_WHAT TO DO_.
Please print every line from the one containing "Reviewer note: check that every instance of the child's hand" through the last line of the records below, exactly as written and nothing more.

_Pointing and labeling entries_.

====================

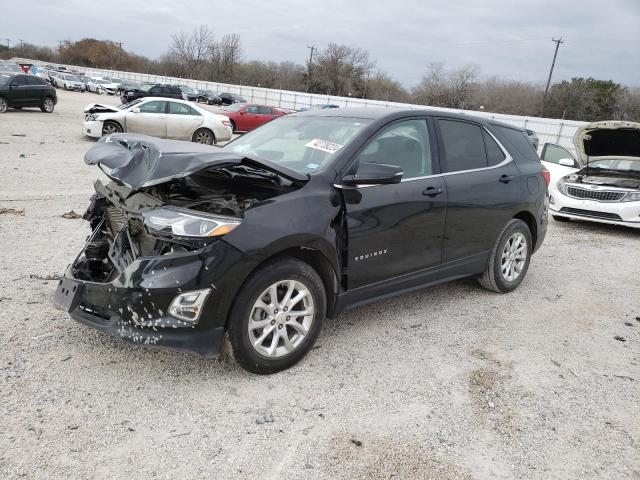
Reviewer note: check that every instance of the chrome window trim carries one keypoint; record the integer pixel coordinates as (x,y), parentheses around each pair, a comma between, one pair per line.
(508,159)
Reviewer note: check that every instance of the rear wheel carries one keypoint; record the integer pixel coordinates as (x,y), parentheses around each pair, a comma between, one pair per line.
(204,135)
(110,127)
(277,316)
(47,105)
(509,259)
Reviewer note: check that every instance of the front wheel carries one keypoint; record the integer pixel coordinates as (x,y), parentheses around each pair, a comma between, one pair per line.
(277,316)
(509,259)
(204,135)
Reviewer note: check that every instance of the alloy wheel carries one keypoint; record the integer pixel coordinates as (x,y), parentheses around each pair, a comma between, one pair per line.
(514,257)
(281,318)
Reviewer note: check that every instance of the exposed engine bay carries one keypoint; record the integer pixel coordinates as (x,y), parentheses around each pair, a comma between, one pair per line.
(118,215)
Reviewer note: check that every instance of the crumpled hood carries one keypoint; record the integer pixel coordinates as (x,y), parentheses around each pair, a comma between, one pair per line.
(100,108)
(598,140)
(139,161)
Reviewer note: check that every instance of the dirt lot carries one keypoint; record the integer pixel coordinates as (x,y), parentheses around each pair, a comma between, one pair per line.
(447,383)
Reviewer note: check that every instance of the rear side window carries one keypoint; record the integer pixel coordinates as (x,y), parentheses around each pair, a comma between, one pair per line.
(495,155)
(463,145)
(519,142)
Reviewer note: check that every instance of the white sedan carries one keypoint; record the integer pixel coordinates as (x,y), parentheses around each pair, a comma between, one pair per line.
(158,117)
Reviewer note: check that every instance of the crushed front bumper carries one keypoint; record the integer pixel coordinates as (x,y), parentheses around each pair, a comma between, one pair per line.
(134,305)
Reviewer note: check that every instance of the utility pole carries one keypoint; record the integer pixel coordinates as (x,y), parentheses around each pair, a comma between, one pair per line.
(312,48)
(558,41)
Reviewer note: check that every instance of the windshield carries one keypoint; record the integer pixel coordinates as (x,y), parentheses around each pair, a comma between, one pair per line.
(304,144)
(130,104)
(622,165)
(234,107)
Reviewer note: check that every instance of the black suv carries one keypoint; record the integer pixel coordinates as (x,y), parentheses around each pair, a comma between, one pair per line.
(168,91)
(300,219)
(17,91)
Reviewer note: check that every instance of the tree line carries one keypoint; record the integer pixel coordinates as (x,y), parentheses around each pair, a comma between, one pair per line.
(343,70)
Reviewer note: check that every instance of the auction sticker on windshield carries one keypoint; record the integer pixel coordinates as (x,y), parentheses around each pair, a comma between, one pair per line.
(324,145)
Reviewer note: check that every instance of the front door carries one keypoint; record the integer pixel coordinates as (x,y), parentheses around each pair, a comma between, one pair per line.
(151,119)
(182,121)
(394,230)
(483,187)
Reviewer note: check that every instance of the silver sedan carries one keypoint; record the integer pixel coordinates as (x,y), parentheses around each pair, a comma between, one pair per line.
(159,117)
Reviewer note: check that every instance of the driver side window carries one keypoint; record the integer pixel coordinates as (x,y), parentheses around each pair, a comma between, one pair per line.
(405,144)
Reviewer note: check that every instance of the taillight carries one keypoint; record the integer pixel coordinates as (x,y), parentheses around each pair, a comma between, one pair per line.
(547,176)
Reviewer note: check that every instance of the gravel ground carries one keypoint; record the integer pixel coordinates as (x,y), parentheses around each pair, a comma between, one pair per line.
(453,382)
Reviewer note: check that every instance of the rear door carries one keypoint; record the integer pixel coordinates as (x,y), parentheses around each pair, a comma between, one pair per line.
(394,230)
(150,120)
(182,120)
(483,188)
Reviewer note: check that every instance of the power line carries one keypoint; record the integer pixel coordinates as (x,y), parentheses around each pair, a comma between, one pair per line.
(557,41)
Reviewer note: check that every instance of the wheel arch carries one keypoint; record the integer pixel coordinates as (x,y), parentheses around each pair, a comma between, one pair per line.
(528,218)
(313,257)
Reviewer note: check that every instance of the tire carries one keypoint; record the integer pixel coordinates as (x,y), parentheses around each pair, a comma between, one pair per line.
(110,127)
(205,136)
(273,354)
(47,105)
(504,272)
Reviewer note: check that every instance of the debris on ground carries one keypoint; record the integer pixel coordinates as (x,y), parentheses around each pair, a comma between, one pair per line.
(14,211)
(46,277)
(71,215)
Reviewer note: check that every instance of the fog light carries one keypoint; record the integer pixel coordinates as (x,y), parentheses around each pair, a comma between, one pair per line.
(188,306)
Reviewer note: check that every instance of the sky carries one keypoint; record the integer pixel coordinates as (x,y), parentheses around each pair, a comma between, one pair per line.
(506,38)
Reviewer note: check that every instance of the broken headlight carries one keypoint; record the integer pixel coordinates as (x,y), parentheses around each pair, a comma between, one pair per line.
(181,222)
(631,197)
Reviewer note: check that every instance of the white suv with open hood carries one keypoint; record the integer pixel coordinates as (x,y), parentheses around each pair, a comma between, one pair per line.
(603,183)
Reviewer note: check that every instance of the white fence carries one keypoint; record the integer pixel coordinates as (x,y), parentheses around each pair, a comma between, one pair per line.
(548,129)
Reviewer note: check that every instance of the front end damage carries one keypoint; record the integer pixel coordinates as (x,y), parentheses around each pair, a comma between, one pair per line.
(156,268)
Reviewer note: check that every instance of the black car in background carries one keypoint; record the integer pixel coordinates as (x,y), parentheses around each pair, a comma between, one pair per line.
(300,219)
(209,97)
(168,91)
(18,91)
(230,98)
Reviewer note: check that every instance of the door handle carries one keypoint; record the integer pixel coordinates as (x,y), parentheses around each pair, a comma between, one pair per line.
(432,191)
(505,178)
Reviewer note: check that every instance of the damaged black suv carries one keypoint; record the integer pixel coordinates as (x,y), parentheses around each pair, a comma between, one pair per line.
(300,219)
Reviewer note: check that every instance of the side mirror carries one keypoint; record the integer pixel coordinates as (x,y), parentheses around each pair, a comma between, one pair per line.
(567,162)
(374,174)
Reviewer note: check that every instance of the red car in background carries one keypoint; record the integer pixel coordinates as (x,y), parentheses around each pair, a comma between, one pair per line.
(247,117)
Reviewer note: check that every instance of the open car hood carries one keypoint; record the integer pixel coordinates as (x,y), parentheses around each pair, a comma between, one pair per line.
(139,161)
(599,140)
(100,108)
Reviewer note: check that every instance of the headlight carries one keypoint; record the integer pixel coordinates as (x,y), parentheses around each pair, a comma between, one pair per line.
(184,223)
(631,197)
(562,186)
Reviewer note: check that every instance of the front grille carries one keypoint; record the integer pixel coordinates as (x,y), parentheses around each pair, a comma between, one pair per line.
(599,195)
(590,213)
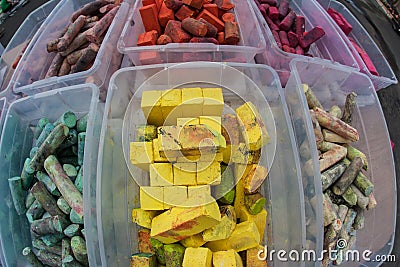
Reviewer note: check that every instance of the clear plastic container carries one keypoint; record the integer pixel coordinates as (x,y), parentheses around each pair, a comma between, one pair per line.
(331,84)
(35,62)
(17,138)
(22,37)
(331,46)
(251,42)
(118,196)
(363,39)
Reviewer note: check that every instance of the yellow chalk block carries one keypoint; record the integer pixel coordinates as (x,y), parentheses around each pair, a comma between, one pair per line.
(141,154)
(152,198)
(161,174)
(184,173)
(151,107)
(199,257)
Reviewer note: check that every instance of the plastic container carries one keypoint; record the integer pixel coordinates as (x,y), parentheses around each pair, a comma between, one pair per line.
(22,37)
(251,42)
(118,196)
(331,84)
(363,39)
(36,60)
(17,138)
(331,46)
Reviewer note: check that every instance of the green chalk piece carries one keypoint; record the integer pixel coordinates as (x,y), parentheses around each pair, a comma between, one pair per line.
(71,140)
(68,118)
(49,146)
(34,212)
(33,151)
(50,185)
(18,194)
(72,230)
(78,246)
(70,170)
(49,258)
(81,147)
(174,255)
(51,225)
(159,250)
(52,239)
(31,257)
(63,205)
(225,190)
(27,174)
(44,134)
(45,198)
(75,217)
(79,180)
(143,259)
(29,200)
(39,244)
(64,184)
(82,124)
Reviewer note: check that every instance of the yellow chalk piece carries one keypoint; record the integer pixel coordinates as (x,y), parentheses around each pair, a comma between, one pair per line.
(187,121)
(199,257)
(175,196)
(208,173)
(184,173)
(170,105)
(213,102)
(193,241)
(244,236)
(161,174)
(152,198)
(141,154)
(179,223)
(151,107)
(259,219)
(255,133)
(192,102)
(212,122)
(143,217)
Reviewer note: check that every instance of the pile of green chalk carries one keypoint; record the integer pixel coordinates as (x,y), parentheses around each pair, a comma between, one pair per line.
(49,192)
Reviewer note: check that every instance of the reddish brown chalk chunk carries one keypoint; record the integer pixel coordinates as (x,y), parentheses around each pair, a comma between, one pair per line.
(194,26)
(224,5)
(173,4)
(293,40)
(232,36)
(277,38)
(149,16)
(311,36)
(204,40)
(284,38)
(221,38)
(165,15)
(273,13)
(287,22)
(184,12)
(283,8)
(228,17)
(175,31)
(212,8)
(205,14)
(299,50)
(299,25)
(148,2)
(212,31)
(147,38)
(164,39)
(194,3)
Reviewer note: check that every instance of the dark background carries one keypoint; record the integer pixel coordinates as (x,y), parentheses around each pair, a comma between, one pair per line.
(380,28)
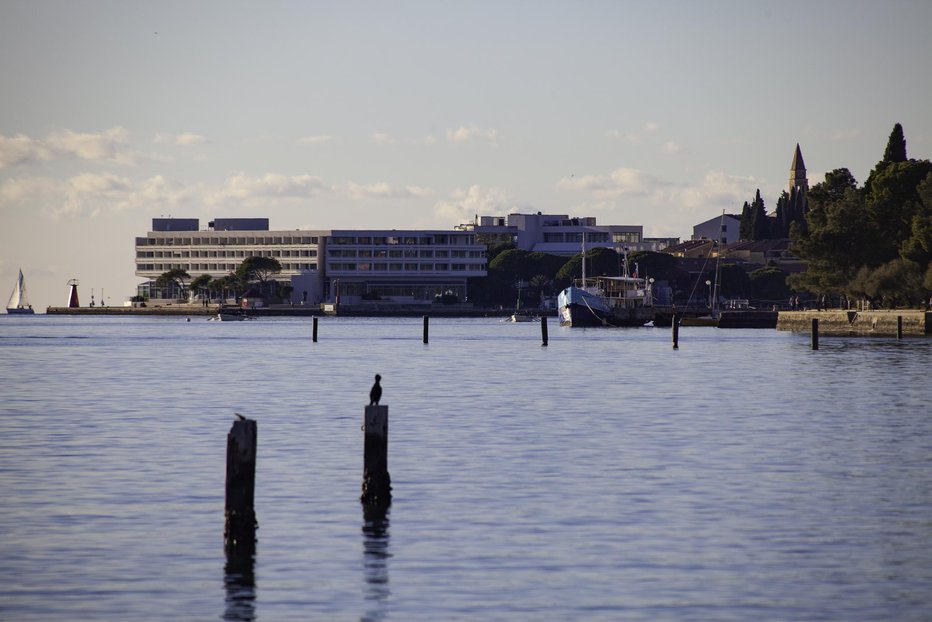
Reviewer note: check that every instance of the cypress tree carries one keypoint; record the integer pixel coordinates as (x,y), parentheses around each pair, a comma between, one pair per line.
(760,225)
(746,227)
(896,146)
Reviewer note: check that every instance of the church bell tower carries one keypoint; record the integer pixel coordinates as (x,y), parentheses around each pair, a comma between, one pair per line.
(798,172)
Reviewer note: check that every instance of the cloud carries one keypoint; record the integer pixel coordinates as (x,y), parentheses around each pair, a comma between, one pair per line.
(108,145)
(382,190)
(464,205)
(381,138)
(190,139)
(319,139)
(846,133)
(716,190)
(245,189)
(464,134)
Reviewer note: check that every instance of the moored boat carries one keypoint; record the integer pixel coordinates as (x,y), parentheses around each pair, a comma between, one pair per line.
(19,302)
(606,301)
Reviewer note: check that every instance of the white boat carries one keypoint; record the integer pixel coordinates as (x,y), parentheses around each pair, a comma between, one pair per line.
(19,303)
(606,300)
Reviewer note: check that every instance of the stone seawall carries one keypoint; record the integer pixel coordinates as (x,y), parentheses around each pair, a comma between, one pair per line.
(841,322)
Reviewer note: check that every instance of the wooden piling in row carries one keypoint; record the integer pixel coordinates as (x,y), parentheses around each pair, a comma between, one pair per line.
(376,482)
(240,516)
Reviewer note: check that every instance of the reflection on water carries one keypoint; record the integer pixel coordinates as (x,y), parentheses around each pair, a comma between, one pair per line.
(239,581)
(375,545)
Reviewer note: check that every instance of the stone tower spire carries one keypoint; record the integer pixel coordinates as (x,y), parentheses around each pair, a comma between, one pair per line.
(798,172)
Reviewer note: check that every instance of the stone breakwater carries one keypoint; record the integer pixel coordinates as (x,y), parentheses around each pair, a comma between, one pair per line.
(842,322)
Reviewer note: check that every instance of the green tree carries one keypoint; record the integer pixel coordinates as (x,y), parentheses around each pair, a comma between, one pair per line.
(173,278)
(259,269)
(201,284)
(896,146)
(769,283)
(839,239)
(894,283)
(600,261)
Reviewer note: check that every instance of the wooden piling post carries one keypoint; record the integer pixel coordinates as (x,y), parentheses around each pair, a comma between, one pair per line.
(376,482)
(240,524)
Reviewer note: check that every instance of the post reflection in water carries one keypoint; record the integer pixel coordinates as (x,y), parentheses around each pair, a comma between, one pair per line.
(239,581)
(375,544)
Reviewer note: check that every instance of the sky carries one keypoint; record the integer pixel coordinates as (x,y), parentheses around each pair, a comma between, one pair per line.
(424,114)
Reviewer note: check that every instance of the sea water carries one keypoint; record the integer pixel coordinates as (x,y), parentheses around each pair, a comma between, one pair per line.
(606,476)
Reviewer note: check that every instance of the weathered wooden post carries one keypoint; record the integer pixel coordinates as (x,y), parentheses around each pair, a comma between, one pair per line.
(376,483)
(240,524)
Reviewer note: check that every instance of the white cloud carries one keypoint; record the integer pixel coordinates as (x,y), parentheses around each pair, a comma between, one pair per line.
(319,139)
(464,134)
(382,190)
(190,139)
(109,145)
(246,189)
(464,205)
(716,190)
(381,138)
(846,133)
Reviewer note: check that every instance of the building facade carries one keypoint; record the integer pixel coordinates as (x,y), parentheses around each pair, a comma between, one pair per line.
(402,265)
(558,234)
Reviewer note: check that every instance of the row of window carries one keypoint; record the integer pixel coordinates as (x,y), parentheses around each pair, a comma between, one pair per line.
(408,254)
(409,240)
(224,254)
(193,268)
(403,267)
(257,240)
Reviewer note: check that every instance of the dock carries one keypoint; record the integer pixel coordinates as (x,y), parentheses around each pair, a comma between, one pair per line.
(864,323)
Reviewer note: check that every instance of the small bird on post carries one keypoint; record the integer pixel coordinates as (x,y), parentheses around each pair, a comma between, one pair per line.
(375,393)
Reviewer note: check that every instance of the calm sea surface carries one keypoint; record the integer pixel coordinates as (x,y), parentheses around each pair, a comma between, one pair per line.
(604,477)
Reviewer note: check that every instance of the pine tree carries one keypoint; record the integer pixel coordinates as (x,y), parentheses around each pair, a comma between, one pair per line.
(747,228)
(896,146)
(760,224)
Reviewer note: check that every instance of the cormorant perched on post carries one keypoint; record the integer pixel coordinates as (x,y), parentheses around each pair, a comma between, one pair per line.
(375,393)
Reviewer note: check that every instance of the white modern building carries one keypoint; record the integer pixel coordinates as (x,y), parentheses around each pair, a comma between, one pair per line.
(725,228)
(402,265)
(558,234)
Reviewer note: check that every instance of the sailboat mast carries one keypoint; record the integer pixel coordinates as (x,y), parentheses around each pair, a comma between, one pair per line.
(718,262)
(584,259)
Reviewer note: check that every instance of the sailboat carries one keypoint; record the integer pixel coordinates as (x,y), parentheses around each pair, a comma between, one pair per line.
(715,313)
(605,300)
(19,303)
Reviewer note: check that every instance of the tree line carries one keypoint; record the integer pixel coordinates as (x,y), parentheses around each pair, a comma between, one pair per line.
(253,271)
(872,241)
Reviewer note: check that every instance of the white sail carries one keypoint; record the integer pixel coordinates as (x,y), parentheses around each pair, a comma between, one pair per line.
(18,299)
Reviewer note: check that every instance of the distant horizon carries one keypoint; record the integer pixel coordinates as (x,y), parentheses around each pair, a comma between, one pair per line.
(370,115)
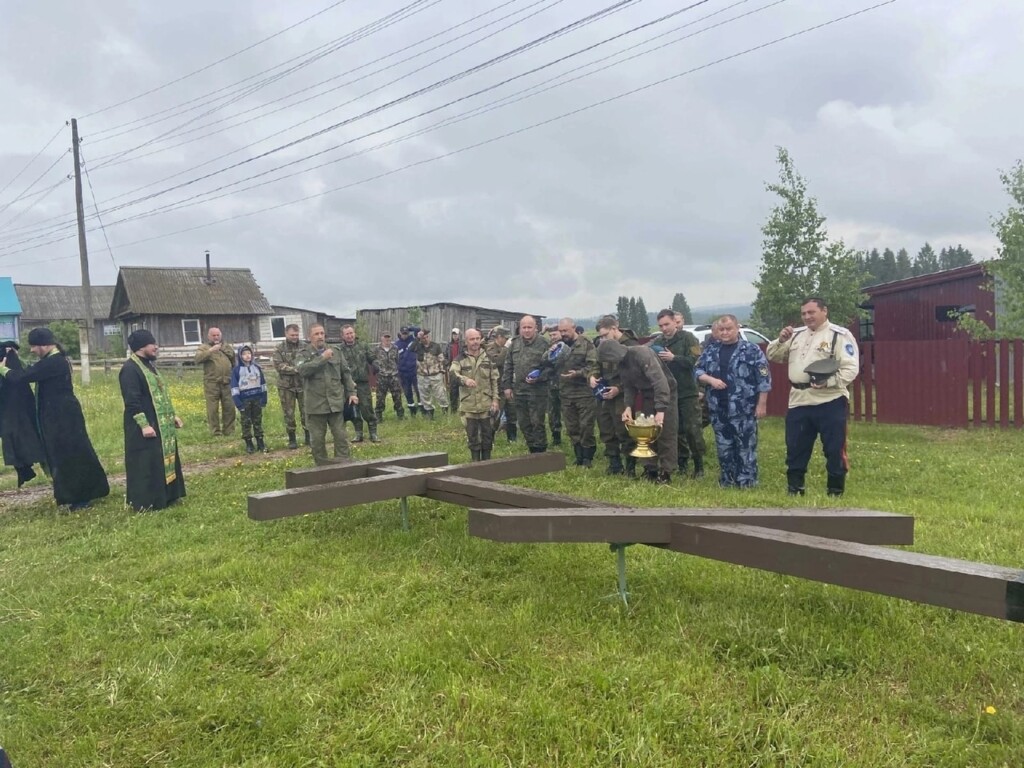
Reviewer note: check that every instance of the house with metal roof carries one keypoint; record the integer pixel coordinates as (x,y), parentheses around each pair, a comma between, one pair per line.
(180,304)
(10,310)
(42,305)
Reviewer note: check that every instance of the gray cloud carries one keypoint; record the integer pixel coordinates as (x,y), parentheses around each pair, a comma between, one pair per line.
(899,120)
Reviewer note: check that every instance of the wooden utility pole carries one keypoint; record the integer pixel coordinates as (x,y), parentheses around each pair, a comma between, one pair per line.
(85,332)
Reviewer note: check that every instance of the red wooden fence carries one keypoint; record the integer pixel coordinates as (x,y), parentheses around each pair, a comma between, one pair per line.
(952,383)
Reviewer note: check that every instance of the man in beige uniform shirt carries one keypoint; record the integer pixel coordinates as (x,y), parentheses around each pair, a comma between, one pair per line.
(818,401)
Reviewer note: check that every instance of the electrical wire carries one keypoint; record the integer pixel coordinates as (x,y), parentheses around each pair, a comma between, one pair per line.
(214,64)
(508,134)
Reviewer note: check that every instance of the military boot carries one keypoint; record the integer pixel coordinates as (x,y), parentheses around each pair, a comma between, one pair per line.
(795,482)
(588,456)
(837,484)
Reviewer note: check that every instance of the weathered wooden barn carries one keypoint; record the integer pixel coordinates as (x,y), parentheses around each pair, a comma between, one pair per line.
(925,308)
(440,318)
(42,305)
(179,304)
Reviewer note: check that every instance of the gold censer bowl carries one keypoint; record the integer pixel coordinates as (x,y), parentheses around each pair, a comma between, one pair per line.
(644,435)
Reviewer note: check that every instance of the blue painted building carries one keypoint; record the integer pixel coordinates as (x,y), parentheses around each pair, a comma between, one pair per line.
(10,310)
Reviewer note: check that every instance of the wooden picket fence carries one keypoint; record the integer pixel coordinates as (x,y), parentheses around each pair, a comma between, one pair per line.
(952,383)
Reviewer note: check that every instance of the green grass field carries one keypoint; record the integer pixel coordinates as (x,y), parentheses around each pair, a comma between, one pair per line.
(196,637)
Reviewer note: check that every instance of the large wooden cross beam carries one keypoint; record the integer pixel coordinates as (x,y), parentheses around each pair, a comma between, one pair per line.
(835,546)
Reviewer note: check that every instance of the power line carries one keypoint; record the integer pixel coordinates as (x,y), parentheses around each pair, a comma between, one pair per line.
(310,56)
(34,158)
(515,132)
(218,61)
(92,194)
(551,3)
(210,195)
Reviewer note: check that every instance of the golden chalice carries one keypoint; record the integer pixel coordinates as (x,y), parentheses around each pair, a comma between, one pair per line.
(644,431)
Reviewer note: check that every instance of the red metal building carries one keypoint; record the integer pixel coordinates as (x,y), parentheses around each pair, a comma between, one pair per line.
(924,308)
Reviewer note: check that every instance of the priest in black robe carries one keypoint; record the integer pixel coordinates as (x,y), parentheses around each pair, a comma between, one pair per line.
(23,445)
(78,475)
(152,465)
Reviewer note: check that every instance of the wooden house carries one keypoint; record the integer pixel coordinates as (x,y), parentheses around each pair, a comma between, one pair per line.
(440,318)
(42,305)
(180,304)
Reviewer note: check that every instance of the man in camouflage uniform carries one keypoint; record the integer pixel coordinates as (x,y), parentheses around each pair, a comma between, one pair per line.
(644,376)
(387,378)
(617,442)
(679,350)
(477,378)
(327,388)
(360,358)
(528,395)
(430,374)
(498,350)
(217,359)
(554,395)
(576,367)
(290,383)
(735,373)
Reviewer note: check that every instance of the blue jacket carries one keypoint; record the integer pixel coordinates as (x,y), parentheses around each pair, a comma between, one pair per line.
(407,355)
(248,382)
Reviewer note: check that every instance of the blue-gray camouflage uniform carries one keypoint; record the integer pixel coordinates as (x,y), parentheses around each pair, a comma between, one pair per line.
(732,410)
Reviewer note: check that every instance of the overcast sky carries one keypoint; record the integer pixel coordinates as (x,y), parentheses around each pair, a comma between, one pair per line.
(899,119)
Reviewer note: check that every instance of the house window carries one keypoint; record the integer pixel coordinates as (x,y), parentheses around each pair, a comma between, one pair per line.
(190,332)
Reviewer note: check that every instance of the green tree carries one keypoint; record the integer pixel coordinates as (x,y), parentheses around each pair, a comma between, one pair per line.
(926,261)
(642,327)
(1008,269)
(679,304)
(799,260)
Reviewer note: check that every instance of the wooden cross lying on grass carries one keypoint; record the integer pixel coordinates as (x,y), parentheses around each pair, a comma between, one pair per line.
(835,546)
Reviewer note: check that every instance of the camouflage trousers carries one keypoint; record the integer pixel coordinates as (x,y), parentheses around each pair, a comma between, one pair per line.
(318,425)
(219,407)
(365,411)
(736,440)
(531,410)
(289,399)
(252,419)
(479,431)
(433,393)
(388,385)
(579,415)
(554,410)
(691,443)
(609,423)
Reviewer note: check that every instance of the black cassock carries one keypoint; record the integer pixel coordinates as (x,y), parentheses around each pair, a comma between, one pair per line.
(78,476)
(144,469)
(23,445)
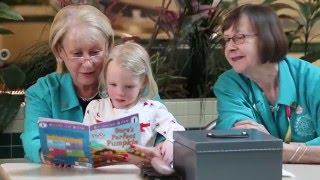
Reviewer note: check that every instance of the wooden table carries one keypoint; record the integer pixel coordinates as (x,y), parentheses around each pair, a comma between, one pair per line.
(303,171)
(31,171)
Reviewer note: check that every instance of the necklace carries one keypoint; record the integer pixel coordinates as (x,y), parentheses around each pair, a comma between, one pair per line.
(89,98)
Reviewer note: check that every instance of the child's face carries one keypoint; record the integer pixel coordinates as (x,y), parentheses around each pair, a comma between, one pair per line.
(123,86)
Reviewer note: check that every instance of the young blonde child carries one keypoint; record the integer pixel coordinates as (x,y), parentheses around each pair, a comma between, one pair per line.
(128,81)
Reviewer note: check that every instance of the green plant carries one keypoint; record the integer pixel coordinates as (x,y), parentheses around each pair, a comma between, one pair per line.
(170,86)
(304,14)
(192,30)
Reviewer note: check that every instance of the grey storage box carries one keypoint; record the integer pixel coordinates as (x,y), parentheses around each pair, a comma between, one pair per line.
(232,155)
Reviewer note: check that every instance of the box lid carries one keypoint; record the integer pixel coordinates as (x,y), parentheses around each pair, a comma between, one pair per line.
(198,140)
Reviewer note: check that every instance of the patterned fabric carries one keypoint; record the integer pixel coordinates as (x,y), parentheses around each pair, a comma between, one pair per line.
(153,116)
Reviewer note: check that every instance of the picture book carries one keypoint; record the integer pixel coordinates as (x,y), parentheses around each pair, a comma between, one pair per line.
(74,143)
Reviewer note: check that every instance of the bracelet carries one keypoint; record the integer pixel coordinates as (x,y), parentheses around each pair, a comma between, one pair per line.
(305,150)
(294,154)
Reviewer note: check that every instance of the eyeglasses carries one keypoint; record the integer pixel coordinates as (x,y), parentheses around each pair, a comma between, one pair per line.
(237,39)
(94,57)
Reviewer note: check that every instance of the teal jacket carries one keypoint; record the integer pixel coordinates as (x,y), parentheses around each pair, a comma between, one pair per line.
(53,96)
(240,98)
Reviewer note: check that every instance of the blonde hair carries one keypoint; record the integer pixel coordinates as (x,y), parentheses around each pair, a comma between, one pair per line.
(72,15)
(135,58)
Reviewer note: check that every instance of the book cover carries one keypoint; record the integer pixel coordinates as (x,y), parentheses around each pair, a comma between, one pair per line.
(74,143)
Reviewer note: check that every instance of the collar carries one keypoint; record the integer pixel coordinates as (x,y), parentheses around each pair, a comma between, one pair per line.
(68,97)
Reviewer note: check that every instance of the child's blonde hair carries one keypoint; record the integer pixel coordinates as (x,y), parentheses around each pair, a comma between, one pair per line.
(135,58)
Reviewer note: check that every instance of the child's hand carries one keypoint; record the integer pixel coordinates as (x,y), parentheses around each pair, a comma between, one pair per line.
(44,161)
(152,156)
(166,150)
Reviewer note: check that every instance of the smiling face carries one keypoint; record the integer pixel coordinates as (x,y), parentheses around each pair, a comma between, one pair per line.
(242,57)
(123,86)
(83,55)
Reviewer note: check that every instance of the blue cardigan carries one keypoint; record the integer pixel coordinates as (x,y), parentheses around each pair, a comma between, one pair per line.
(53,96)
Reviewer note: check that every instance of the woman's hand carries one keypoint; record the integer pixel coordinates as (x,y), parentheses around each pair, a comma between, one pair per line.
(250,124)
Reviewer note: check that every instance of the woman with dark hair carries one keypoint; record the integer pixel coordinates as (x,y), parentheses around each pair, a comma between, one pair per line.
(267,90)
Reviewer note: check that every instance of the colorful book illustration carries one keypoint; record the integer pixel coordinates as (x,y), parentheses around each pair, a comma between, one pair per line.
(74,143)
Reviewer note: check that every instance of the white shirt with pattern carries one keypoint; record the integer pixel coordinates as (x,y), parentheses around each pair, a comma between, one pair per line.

====================

_TASK OUTPUT_.
Reviewer note: check that every instance of the child's hand carries one keypoint; record the integer pixel coordinates as (x,y), parentheses around each pair, a comma between, one pair per line.
(44,161)
(152,156)
(166,150)
Reviewer note: check that every instance of the smiling face carries one keypoint; record the integer pixel coordinates as (x,y), parentheses around each pair, a comma between, one pair per line.
(242,57)
(123,86)
(83,55)
Reviewer note: check that every instance of the blue cardigan carries one keypoint; record the integer pixel coordinates as (x,y), parentheses around each pair, a comma between, one pair per line.
(53,96)
Reviewer note: check that every instance of the woman's hand carries one keypoint; record the integer pixel coordinates as (x,y), parentheses around each pair, a comma between, one pair per line.
(250,124)
Reviewer note: check that every instance of the woman with dark hair carries one keypoint; record the integer pixel coordinates as (x,y), parentheses around each pair, a comma between, one pair per line.
(267,90)
Reviewer note: check that every instance of the colorful book illustration carries one keypoint; record the integer pixel coordinates as (x,y), parentheses around each pair, a comma between, one pair per line.
(74,143)
Reviewer note: check that every instance of the white shirt with pattern carries one keypoint; record the integer pixel coordinates as (x,y), parentheses around each pair, a comma between, one pair per line.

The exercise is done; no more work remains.